### Page:

CLEANING LIVE RAW DATA AND CONVERTING IT TO APPROPRIATE DATA TYPES

In [9]:
#Imports

from pyspark.sql import SparkSession
from pyspark.sql.types import *
from pyspark.sql.functions import *
from datetime import datetime
import os


In [10]:
#Spark Session Initialization

spark = SparkSession.builder \
    .appName("clean_train_live_status") \
    .config("spark.jars.packages","io.delta:delta-spark_2.13:4.0.0") \
    .config("spark.sql.extensions","io.delta.sql.DeltaSparkSessionExtension") \
    .config("spark.sql.catalog.spark_catalog","org.apache.spark.sql.delta.catalog.DeltaCatalog") \
    .config("spark.databricks.delta.properties.defaults.enableDeletionVectors", "true") \
    .master("local[*]") \
    .config("spark.sql.shuffle.partitions", "20") \
    .getOrCreate()


current_date = datetime.now().date()

In [None]:
# Data Load

df = spark.read.format("delta")\
    .load(os.path.join(os.path.abspath(""),f"raw_data\\raw_live_data\\{current_date}\\trainlivestatus"))

In [None]:
# casting to appropriate types

cleaned_df = df.withColumn("createdDate",col("createdDate").cast(TimestampType()))\
    .withColumn("distanceCovered",col("distanceCovered").cast(IntegerType()))\
    .withColumns({"totalDistance":col("totalDistance").cast(IntegerType()),
                  "noOfDays":col("noOfDays").cast(IntegerType())})


root
 |-- eventId: string (nullable = true)
 |-- trainId: string (nullable = true)
 |-- eventType: string (nullable = true)

### Data for the task:
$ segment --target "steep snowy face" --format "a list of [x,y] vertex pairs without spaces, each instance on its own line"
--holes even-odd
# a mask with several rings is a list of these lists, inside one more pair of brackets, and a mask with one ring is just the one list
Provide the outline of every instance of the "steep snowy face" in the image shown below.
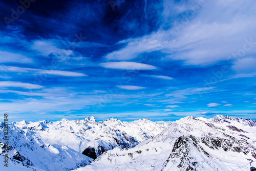
[[[41,127],[37,126],[38,124],[35,124],[34,126],[40,130]],[[5,145],[2,142],[4,142],[3,126],[3,122],[1,122],[1,155],[7,152]],[[66,146],[47,144],[37,137],[34,131],[27,130],[25,132],[13,124],[9,125],[9,137],[8,154],[10,157],[11,167],[25,166],[17,170],[31,168],[38,170],[70,170],[85,166],[93,161],[93,159]]]
[[255,126],[256,121],[250,119],[242,119],[241,118],[232,118],[228,116],[217,115],[210,119],[210,120],[216,123],[228,123],[236,124],[244,126]]
[[221,120],[225,117],[231,121],[181,119],[134,148],[106,152],[76,170],[227,170],[254,161],[256,126],[247,119]]
[[[114,118],[97,122],[93,117],[54,122],[14,122],[9,125],[9,153],[12,161],[28,167],[70,170],[88,164],[115,147],[133,147],[170,124],[147,119],[138,121],[138,124],[134,122]],[[3,127],[0,126],[0,142],[3,142]],[[0,145],[3,154],[4,144]]]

### Requests:
1. Update the records from their first line through the line containing "Provide the outline", replacing "brackets" with "parentheses" and leaving everything else unchanged. Return only those lines.
2. Go on with the page on cleaning live train status data in PySpark from the point where it stops.

### The responses:
1.
$ segment --target "steep snowy face" --format "a list of [x,y] vertex pairs without spaces, each instance on its own line"
--holes even-odd
# a mask with several rings is a list of these lists, inside one more pair of parentheses, and a mask with one ring is just the one list
Provide the outline of every instance of the "steep snowy face" in the image shown below.

2.
 |-- stationCode: string (nullable = true)
 |-- distanceCovered: integer (nullable = true)
 |-- totalDistance: integer (nullable = true)
 |-- noOfDays: integer (nullable = true)
 |-- actualArrivalTime: string (nullable = true)
 |-- expectedArrivalTime: string (nullable = true)
 |-- actualDepartureTime: string (nullable = true)
 |-- expectedDepartureTime: string (nullable = true)
 |-- createdDate: timestamp (nullable = true)



In [100]:
# replacing NAN values in time columns with "00:00"

# to_replace = is value to be replaced
# value = is the value to replace with
# subste = is the columns list to apply the replacement

cleaned_new_df = cleaned_df\
    .na.replace(to_replace=['"NaN"',"NaN","Nan","nan",""], value="00:00",subset=["actualArrivalTime","expectedArrivalTime"])


In [None]:
df.write.format("delta") \
    .mode("append") \
    .partitionBy("createdDate") \
    .save(os.path.join(os.path.abspath(""),f"silver_data\\live_data\\trainlivestatus_cleaned"))